● **EXERCISE MATERIALS**
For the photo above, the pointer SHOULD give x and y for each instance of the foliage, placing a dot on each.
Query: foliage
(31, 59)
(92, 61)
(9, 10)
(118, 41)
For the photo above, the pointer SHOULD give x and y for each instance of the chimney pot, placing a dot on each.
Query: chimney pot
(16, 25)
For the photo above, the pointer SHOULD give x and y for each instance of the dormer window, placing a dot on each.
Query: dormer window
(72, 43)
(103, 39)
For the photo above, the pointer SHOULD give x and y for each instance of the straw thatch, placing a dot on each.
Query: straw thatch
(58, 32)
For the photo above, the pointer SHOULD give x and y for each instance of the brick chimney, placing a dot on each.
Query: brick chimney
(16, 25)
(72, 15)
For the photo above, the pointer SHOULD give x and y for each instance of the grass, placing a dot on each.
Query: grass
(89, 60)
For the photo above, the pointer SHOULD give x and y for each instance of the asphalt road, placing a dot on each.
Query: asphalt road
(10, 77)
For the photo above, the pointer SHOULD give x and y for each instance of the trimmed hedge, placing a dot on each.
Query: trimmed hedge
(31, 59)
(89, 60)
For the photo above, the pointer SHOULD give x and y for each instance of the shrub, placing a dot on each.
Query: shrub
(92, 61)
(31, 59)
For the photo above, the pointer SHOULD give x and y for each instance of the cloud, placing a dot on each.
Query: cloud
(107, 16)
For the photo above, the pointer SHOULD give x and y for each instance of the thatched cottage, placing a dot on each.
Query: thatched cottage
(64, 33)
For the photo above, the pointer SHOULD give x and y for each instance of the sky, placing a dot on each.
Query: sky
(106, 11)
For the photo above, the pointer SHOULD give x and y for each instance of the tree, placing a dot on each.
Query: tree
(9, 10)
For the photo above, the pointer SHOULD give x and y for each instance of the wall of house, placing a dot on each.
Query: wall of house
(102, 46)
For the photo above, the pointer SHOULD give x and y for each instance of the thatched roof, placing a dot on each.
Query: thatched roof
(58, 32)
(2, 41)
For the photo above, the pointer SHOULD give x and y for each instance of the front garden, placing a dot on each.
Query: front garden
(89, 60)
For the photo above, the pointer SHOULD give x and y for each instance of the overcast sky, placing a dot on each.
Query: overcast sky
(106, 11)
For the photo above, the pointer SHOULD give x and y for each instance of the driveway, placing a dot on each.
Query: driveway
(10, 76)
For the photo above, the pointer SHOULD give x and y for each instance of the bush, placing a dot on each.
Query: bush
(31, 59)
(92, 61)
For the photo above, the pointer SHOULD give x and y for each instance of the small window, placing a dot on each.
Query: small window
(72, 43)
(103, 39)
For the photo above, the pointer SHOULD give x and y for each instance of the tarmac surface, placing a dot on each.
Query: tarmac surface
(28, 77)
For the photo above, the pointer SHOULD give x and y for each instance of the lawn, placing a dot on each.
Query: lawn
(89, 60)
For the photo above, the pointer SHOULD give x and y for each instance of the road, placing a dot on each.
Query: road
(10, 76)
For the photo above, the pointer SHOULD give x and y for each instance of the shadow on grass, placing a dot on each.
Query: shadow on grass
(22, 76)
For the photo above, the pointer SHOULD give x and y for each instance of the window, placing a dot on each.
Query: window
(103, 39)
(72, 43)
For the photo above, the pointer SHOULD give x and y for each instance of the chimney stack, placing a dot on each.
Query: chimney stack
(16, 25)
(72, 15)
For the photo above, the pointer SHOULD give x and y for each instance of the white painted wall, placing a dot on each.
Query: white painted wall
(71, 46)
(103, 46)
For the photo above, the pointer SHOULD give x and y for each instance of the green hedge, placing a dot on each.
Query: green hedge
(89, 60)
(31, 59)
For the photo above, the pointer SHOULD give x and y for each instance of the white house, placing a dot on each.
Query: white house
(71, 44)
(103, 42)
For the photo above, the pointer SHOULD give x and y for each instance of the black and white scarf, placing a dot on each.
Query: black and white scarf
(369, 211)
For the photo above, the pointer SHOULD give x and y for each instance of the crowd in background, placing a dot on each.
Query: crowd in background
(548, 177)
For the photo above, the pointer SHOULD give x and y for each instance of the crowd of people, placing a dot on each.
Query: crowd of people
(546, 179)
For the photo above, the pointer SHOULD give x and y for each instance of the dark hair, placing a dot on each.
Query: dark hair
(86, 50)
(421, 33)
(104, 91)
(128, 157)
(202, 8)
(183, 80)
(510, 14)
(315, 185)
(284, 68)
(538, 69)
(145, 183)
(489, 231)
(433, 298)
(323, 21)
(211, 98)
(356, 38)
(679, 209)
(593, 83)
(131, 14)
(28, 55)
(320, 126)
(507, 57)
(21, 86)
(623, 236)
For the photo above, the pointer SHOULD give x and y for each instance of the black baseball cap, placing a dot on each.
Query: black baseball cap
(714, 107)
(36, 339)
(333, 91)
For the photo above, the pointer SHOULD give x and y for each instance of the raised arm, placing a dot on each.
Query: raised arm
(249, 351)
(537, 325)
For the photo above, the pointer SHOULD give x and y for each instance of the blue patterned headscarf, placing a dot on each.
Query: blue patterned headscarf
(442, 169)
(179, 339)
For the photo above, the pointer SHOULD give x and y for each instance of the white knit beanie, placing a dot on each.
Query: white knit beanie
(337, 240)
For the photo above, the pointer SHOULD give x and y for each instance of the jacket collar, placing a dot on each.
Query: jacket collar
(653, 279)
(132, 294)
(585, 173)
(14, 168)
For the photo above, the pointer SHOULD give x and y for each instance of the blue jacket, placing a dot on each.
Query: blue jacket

● **TASK**
Print the records above exactly as written.

● **OUTPUT**
For the photo above, the pointer SHOULD give x and y for each instance of the foliage, placing a dot on each.
Query: foliage
(31, 59)
(92, 61)
(9, 10)
(118, 41)
For the photo above, the pointer SHOULD give x and y for each instance of the chimney pot, placing a dot on each.
Query: chimney pot
(16, 25)
For the photo above, the pointer SHOULD give x and y for each instance of the dormer window, placing a dot on each.
Query: dormer window
(72, 43)
(103, 39)
For the photo above, the pointer SHOULD give x and y for each instance of the straw thatch, placing a dot on each.
Query: straw thatch
(58, 32)
For the photo above, the pointer SHOULD give x and y for each instance of the brick chimney, placing a dot on each.
Query: brick chimney
(16, 25)
(72, 15)
For the photo above, the pointer SHOULD give x and y for each instance of the grass, placing a dot on each.
Query: grass
(89, 60)
For the photo above, the pointer SHOULD give x and y for each instance of the asphalt road, placing a dot on each.
Query: asphalt road
(10, 77)
For the photo above, the pointer SHOULD give x and y for each instance of the trimmed hedge, placing a dot on each.
Query: trimmed hedge
(31, 59)
(89, 60)
For the photo above, the pointer SHOULD give x and y for each instance of the shrub, placing a dot on each.
Query: shrub
(92, 61)
(31, 59)
For the photo above, the pointer SHOULD give x and y for each instance of the cloud, placing a dot on each.
Query: cloud
(107, 16)
For the photo above, the pointer SHOULD give x and y for each instance of the thatched cottage, placing a dot on each.
Query: thatched cottage
(64, 33)
For the photo above, the pointer SHOULD give x and y for each instance of the sky, placing a dot on each.
Query: sky
(106, 11)
For the photo above, the pointer SHOULD give x and y for each instance of the tree, placing a dot on each.
Query: tree
(9, 10)
For the photo above, the pointer SHOULD give x and y for each instance of the wall of house, placing a dot on each.
Query: wall of house
(102, 46)
For the photo above, the pointer SHOULD give x and y for each instance of the thatched roof, placing a dot on each.
Query: thatched roof
(58, 32)
(2, 41)
For the photo above, the pointer SHOULD give x and y for each instance of the front garden, placing a dot on each.
Query: front garden
(89, 60)
For the photo above, the pointer SHOULD give x and y for each instance of the overcast sky, placing a dot on each.
Query: overcast sky
(106, 11)
For the photo above, the pointer SHOULD give x and y for each instance of the driveway, placing a dot on each.
Query: driveway
(10, 76)
For the photo above, the pointer SHOULD give x and y for each instance of the bush, placing a dot on each.
Query: bush
(31, 59)
(92, 61)
For the photo above, the pointer SHOULD give x and y for each instance of the small window, placing a dot on each.
Query: small window
(72, 43)
(103, 39)
For the photo above, the pointer SHOULD give x and y for each instance of the tarmac surface, placing a dot on each.
Query: tarmac surface
(28, 77)
For the photo above, the pointer SHOULD give x and y for each instance of the lawn, placing a dot on each.
Query: lawn
(89, 60)
For the photo above, the pointer SHOULD give x and y for each instance of the road, placing a dot on each.
Query: road
(10, 76)
For the photo above, the pointer SHOULD give x and y for each instance of the shadow on grass, placing a dot on each.
Query: shadow on grass
(22, 76)
For the photo above, the pointer SHOULD give x and y for each instance of the window, placing a dot on each.
Query: window
(103, 39)
(72, 43)
For the photo above, the pointer SHOULD give x and y for each instance of the chimney stack, placing a dot on each.
Query: chimney stack
(16, 25)
(72, 15)
For the photo above, the pointer SHOULD give x and y for each instance of the white painted wall, placing a dot on each.
Query: white painted wall
(71, 46)
(103, 46)
For the photo above, the pointer SHOULD give x and y for each instance of the green hedge, placing a dot on each.
Query: green hedge
(89, 60)
(31, 59)
For the photo above, the pointer SHOULD give x and y for each instance of the white house, placing a dot on each.
Query: white house
(71, 44)
(103, 42)
For the photo above, the pointer SHOULD give x and y for each instance of the black and white scarf, placing a dot on each.
Query: black and white scarf
(369, 211)
For the photo above, the pointer SHOULD give x and y for each instance of the crowd in background, placing a dot on each.
Query: crowd in background
(548, 177)
For the photo above, the pointer SHOULD give x and y for each instance of the crowd of people, placing a dot on each.
Query: crowd of people
(546, 179)
For the photo above, the pointer SHOULD give x and y for each instance of the dark hair, placing a dot on each.
Query: dark hair
(86, 50)
(421, 33)
(104, 91)
(128, 157)
(202, 8)
(183, 80)
(510, 14)
(315, 185)
(284, 68)
(538, 69)
(145, 183)
(489, 231)
(433, 298)
(323, 21)
(211, 98)
(356, 38)
(679, 209)
(593, 83)
(131, 14)
(28, 55)
(320, 126)
(507, 57)
(21, 86)
(623, 236)
For the photo above, the pointer SHOULD give x and y for each instance of the black baseball cap, placing a dot on each.
Query: black baseball cap
(714, 107)
(36, 339)
(333, 91)
For the photo above, the pointer SHOULD give x and y for each instance of the raised arm, placing a dot on each.
Query: raised arm
(249, 351)
(537, 325)
For the photo above, the pointer SHOULD give x and y for each instance of the blue patterned headscarf, placing a dot on each.
Query: blue patterned headscarf
(442, 169)
(179, 339)
For the photo above, the pointer SHOULD give x and y for each instance of the white knit beanie, placing a dot on each.
Query: white knit beanie
(337, 240)
For the photo above, the pointer SHOULD give x and y for each instance of the jacket collar, placing a dot on each.
Query: jacket collar
(653, 279)
(132, 294)
(585, 173)
(14, 168)
For the photo above, the pointer SHOULD give x and y for each instance of the blue jacket, placing a dot on each.
Query: blue jacket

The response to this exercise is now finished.